:: Esercizi ::
- A) Ricopi con esattezza la parte del brano su Nanni Campus che si apre con le parole contenenti "Nanni Campus si" e si chiude con "di non ricandidarsi.".
- B) Secondo il brano su Nanni Campus, in quali periodi egli ha guidato Sassari?

:: Brano da leggere ::
==========

Nanni Campus si prepara all’addio e racconta le sue esperienze da sindaco di Sassari
Nanni Campus aveva lasciato l’incarico da sindaco nel 2005 per riprenderlo nel 2019, ora sta uscendo di scena e racconta la sua esperienza. “Tra il mio primo e il secondo mandato è stato semplicemente finito il lavoro che avevo avviato: solo taglio di nastri, ma non è stata avviata nessun’altra opera”. Il primo cittadino è convinto che il suo progetto civico sia il futuro, così come la scelta di non fare politica per professione e quindi di non ricandidarsi.
Ha guidato Sassari dal 2000 al 2005 e dal 2019 al 2024. Come è cambiata la città in questi anni?
“La città in 24 anni è cambiata molto. In quei quasi 15 anni tra i miei mandati c’è stato un rallentamento di quelle attività di ricostruzione che erano state avviate nel mio primo mandato. Questo è nei fatti, non è propaganda, se guardiamo a tutte quelle grandi opere che hanno modificato le abitudini di vita dei sassaresi. Parlo dei parcheggi interrati piuttosto che il rifacimento di tutte le strade e tutte le piazze del centro storico piuttosto che i giardini monumentali come il Giardino di Monserrato, il Parco di Bunnari ricreato e poi lasciato decadere. Indubbiamente in questi 15 anni c’è stata una minore attenzione”.

==========

:: Dati forniti ::

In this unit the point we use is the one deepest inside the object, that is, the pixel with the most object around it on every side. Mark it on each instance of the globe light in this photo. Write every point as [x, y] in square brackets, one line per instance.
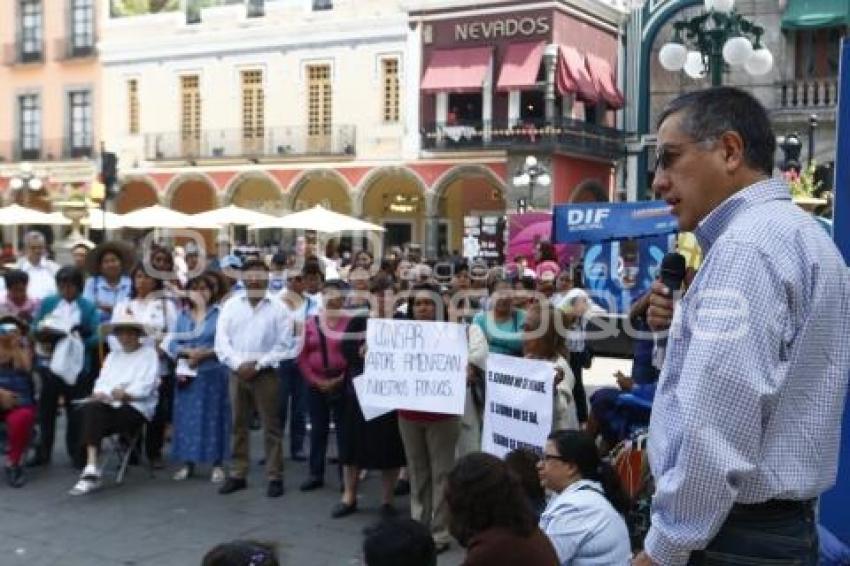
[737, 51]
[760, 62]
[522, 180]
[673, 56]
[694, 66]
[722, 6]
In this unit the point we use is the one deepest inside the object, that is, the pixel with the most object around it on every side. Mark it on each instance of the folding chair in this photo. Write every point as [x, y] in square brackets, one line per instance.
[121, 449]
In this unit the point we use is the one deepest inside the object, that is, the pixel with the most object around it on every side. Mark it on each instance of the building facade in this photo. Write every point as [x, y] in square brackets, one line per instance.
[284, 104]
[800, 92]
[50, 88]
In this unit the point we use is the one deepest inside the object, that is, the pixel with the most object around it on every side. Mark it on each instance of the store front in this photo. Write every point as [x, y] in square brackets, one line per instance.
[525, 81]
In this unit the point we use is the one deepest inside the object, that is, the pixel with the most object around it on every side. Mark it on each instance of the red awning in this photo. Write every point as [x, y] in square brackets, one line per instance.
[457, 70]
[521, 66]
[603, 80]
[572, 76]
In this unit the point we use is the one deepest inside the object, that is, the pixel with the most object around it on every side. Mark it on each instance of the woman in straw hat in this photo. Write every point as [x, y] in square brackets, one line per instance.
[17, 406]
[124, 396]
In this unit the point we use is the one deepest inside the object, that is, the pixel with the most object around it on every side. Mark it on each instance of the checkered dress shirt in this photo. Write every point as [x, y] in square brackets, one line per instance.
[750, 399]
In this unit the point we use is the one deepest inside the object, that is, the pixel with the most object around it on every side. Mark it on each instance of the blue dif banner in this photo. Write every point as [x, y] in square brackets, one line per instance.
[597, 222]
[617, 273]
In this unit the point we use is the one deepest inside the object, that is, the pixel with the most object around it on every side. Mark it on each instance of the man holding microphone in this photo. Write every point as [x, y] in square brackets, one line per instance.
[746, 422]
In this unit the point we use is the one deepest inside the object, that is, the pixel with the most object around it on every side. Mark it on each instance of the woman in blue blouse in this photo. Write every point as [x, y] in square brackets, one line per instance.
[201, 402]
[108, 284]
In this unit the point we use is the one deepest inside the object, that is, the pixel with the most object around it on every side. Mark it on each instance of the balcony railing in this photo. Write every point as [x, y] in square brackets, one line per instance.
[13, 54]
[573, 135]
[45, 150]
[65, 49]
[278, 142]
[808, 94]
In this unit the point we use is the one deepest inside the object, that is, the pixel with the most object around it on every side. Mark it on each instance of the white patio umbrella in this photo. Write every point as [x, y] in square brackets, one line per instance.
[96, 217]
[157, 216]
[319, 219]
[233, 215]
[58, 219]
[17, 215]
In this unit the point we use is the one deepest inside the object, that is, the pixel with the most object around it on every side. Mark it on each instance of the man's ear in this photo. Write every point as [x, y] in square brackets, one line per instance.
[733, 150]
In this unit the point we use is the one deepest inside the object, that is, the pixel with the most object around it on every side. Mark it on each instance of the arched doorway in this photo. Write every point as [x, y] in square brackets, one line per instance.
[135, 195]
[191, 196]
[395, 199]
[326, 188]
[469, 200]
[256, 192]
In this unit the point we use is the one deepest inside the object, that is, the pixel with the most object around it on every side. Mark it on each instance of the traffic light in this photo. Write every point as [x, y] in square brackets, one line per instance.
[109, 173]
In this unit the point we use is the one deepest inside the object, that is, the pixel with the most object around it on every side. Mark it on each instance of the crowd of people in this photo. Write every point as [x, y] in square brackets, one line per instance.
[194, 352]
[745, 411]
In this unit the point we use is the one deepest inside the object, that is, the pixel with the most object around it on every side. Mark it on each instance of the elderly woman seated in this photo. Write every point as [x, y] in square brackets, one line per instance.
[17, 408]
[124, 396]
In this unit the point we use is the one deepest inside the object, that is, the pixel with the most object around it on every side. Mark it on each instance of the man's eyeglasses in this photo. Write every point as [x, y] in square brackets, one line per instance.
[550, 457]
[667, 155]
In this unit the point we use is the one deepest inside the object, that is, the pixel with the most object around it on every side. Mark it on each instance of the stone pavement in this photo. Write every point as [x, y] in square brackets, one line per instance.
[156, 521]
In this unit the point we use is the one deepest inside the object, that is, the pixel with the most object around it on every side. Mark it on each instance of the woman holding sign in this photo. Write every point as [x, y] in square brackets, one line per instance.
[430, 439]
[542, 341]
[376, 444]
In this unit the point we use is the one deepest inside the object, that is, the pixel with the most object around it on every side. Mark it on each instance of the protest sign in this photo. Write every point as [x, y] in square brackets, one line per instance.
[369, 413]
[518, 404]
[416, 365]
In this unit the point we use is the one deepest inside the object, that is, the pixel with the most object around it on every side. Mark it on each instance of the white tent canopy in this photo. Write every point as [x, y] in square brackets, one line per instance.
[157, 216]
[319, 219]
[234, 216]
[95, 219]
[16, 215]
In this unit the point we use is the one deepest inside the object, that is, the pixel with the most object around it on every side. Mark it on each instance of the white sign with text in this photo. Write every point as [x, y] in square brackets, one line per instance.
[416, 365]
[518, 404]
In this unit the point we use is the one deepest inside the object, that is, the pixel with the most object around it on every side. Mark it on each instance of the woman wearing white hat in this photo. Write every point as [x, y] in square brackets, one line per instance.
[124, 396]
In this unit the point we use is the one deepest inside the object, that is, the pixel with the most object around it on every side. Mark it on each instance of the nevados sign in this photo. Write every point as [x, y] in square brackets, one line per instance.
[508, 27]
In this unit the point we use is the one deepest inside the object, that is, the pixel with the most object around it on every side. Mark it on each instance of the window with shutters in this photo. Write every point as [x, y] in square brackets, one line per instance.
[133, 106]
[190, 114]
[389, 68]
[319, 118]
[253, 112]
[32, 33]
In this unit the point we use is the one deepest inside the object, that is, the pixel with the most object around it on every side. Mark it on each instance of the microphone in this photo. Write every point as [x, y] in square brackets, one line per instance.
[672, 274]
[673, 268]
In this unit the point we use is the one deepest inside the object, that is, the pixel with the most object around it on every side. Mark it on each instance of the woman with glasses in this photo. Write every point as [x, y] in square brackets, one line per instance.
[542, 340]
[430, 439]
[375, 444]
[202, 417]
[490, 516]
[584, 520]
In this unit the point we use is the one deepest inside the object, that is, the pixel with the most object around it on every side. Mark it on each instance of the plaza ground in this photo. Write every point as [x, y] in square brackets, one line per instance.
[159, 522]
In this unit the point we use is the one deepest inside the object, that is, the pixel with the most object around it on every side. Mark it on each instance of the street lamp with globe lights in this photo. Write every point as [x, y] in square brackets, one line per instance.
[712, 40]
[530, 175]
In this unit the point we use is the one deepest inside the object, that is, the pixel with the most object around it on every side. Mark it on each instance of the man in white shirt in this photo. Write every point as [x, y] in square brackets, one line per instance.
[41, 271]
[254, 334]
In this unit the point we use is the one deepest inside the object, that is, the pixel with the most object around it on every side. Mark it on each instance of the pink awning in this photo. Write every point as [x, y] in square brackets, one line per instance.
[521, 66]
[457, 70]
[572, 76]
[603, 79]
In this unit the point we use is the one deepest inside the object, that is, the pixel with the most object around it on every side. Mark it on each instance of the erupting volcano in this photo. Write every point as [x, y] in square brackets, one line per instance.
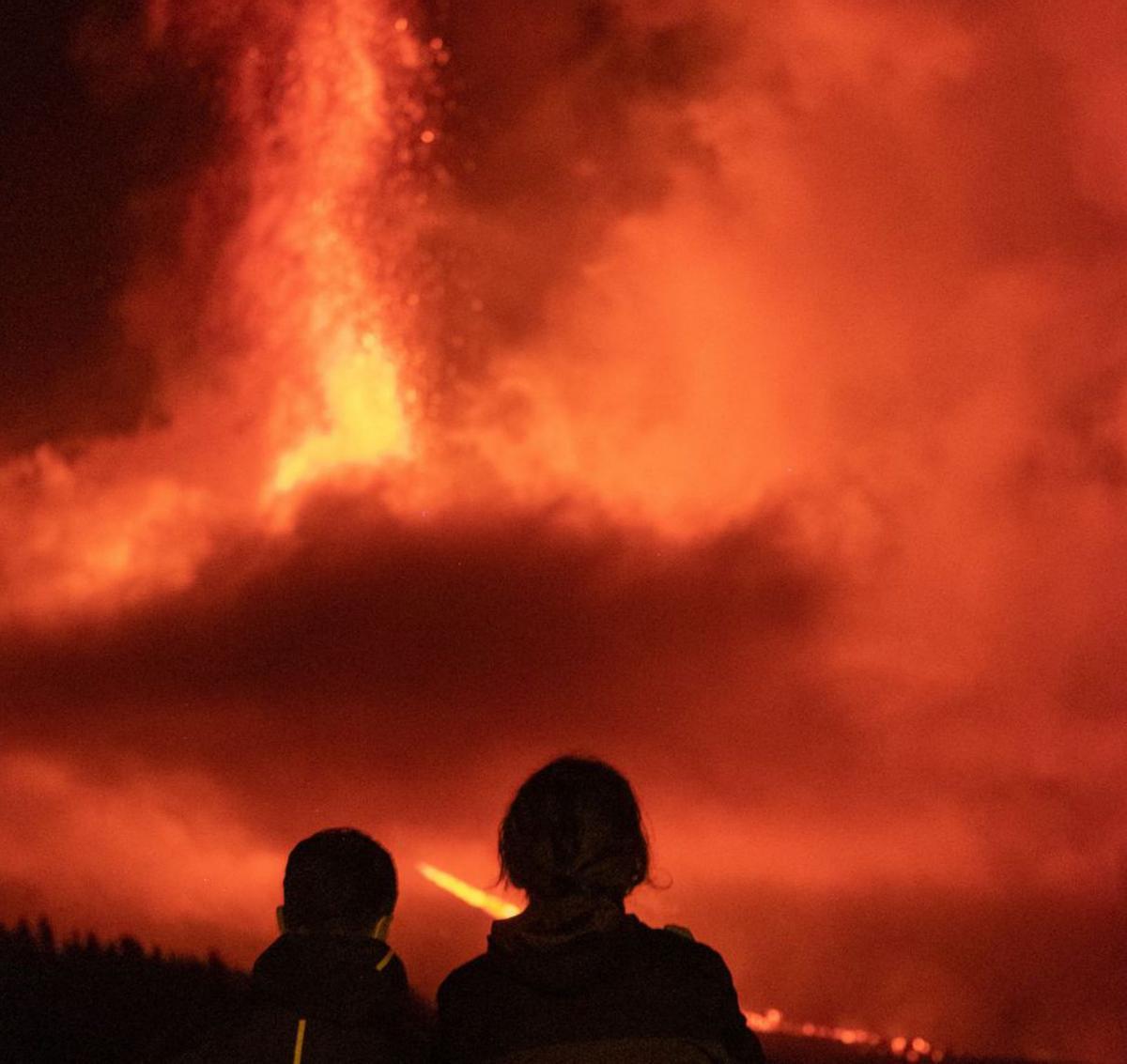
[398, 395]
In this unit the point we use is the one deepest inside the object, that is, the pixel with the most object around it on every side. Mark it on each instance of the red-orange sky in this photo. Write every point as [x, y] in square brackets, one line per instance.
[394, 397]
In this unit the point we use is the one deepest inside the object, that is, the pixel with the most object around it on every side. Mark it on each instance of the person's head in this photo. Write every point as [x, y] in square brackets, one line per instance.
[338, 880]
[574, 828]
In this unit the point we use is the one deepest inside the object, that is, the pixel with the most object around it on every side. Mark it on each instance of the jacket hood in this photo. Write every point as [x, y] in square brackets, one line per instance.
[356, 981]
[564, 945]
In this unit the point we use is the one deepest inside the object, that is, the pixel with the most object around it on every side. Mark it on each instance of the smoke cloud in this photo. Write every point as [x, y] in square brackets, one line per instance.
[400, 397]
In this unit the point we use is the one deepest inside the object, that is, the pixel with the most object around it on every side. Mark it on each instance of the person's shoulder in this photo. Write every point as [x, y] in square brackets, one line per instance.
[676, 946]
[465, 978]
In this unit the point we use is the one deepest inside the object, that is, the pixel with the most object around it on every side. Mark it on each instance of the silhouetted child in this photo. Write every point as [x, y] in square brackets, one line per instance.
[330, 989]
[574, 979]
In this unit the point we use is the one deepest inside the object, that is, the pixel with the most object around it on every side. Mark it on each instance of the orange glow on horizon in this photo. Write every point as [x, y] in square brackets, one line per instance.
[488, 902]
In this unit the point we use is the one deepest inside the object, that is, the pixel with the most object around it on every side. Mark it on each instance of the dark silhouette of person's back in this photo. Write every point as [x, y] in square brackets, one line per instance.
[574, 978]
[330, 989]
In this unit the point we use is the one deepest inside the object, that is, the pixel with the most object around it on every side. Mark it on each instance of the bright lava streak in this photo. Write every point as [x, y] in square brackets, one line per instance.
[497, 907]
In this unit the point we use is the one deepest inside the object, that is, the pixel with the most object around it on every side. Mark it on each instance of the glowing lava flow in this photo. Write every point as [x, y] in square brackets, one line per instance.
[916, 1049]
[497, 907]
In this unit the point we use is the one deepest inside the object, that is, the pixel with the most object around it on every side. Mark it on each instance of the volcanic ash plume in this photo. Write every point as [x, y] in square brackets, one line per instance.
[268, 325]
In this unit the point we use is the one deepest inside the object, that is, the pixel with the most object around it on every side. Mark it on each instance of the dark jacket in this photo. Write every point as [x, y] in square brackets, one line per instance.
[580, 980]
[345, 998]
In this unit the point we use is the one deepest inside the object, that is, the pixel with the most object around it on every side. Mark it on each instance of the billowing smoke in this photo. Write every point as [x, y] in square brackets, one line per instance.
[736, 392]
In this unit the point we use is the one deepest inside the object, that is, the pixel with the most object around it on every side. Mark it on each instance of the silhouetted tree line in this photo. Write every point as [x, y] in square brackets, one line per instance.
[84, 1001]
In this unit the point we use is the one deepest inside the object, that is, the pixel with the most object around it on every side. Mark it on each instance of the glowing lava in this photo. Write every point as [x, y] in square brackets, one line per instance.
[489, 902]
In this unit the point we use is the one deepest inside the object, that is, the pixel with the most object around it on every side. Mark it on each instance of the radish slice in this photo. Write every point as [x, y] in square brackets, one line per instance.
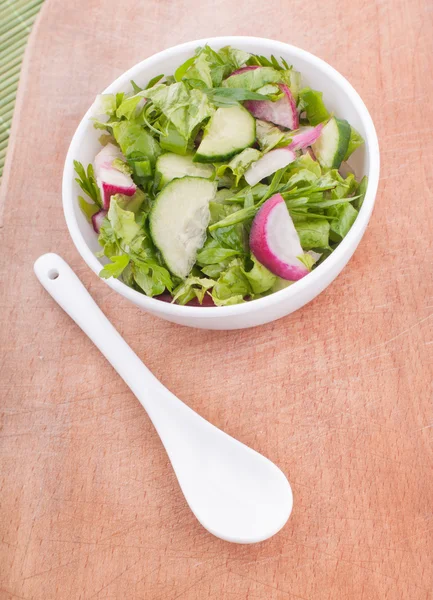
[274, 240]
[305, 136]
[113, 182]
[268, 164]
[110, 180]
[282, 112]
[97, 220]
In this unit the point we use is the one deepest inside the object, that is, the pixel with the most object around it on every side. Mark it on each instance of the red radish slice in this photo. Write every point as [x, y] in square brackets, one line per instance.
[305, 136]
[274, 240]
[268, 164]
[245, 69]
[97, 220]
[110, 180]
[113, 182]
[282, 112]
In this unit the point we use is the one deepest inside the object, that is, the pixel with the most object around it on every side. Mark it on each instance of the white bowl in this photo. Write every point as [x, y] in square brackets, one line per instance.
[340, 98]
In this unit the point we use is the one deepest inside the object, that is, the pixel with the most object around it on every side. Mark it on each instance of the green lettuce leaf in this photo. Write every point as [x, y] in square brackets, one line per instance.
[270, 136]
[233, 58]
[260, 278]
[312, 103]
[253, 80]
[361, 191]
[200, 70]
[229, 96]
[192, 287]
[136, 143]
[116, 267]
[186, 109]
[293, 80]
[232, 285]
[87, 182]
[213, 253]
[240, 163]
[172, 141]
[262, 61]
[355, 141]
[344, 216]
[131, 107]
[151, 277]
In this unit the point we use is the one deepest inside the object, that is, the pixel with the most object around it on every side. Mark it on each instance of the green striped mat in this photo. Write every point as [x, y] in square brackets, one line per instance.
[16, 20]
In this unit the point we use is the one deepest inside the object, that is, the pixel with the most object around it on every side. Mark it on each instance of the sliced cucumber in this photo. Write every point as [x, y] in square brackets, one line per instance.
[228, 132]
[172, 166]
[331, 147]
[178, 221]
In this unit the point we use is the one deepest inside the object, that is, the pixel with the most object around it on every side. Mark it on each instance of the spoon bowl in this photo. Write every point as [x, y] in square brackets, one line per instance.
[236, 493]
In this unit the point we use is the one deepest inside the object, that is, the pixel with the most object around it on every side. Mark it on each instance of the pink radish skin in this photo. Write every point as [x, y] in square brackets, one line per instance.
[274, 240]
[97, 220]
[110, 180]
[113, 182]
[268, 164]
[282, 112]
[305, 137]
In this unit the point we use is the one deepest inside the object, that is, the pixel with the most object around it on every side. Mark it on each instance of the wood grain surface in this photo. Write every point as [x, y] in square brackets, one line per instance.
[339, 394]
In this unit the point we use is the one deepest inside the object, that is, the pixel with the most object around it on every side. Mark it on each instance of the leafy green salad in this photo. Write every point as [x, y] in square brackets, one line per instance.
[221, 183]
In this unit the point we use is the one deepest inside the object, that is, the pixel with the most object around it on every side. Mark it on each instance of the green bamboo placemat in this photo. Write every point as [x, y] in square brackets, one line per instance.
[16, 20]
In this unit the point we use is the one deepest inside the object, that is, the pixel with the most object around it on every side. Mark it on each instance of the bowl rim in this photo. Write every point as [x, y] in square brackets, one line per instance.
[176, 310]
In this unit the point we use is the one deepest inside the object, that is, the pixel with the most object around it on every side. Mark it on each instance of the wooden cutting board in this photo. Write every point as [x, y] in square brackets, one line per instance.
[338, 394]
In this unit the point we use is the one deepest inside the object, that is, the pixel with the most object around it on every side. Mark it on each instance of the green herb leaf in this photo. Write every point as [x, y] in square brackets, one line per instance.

==========

:: Risultati ::
- A)
Nanni Campus si prepara all’addio e racconta le sue esperienze da sindaco di Sassari
Nanni Campus aveva lasciato l’incarico da sindaco nel 2005 per riprenderlo nel 2019, ora sta uscendo di scena e racconta la sua esperienza. “Tra il mio primo e il secondo mandato è stato semplicemente finito il lavoro che avevo avviato: solo taglio di nastri, ma non è stata avviata nessun’altra opera”. Il primo cittadino è convinto che il suo progetto civico sia il futuro, così come la scelta di non fare politica per professione e quindi di non ricandidarsi.

- B) Dal 2000 al 2005 e dal 2019 al 2024.